◆ Task objective
Report how many lines of the listing contain the string "shoulder", with no other words.

◆ Listed entries

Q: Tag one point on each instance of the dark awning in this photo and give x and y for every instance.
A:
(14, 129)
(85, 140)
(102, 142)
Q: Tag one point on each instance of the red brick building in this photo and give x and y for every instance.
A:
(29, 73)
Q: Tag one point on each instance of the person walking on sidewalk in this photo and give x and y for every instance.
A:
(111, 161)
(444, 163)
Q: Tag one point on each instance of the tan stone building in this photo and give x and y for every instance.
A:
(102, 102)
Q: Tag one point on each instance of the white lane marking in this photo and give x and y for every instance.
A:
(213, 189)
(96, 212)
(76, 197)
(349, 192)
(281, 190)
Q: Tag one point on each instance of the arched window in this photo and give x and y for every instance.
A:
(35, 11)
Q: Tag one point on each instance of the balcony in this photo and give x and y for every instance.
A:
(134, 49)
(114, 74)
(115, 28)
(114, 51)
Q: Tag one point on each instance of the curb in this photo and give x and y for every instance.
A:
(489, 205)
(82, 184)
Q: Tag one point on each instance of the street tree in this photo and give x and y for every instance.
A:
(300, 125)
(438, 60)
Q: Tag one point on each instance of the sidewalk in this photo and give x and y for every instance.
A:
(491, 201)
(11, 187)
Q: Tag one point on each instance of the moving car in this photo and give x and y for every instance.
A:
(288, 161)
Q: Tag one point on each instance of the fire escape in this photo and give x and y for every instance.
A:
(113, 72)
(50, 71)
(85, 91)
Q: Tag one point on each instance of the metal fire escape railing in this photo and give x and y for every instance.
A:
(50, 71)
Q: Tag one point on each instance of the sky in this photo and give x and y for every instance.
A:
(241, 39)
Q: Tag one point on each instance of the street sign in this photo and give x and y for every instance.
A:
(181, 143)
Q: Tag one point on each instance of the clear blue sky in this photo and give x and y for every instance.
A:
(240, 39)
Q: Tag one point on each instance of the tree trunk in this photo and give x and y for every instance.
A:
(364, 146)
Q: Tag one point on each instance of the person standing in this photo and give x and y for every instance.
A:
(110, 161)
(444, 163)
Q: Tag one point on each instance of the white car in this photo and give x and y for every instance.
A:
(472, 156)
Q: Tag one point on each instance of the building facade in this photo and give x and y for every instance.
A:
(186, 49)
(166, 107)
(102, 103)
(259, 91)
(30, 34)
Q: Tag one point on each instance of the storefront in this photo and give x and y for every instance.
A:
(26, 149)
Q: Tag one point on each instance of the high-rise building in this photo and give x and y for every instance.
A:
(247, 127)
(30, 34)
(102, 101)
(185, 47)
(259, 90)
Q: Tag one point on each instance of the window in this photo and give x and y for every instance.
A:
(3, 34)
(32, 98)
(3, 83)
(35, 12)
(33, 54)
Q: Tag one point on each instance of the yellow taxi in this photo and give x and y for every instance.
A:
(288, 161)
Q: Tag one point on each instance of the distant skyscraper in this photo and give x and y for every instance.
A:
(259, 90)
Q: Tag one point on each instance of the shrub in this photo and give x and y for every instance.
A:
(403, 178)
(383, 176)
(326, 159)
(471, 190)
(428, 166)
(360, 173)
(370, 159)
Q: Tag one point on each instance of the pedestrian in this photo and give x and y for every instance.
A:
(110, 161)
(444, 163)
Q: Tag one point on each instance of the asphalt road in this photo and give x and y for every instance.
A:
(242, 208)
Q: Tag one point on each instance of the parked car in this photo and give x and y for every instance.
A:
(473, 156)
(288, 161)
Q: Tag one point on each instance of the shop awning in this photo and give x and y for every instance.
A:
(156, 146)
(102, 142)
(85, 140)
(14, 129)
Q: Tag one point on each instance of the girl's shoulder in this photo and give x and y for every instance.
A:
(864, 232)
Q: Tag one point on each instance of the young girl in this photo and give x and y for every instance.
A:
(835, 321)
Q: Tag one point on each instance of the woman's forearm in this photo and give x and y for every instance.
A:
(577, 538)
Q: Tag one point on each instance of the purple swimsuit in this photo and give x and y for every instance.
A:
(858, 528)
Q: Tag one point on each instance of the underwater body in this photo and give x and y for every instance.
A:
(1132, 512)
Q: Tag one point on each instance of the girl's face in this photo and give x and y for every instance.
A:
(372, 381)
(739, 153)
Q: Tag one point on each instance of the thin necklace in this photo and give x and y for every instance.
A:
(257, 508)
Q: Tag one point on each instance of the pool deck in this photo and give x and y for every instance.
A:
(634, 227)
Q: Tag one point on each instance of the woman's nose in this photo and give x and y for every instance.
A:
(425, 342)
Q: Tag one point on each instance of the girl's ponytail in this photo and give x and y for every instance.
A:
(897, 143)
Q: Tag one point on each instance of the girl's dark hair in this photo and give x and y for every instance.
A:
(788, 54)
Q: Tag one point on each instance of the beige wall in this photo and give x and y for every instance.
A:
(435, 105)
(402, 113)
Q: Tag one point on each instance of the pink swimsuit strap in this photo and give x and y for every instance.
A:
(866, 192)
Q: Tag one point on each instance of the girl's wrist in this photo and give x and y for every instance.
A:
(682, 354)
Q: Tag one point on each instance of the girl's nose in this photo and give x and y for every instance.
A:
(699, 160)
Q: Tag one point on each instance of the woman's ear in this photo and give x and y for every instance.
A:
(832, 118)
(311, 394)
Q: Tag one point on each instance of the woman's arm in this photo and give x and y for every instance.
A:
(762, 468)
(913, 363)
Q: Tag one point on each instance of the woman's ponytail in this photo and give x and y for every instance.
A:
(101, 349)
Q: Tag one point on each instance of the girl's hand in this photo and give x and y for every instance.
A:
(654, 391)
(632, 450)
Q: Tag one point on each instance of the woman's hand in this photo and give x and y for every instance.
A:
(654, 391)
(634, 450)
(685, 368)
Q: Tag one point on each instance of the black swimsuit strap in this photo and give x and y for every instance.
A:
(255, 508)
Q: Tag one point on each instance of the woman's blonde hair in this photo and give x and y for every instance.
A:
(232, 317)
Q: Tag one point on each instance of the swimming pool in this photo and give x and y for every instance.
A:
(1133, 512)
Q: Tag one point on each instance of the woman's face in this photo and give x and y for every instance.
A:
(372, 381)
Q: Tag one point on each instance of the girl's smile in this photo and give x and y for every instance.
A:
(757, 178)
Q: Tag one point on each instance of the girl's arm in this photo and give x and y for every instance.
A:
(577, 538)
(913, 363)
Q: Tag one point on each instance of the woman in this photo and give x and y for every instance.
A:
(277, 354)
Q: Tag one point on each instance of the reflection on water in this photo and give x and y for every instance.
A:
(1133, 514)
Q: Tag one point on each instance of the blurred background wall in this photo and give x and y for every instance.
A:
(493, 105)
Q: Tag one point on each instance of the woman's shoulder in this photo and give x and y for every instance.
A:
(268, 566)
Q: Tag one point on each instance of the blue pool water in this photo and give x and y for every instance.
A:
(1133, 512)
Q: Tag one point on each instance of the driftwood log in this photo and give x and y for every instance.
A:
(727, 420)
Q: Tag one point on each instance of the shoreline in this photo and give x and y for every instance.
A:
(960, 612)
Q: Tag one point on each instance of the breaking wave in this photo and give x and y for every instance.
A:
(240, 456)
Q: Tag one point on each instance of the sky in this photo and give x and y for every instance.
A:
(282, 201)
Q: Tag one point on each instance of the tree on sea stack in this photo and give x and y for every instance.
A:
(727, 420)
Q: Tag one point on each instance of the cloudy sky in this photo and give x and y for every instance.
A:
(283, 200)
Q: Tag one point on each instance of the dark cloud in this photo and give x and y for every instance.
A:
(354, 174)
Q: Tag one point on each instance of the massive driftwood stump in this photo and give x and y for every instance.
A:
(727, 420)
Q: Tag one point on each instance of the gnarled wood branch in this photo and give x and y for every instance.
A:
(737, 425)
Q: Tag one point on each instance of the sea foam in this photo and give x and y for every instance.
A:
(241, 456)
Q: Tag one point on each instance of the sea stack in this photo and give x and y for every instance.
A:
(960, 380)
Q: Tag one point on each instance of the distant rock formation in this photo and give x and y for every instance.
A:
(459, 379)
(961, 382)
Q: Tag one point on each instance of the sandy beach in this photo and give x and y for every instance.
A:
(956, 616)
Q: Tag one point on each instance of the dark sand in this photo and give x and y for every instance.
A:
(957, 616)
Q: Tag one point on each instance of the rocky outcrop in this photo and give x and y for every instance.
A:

◆ Answer box
2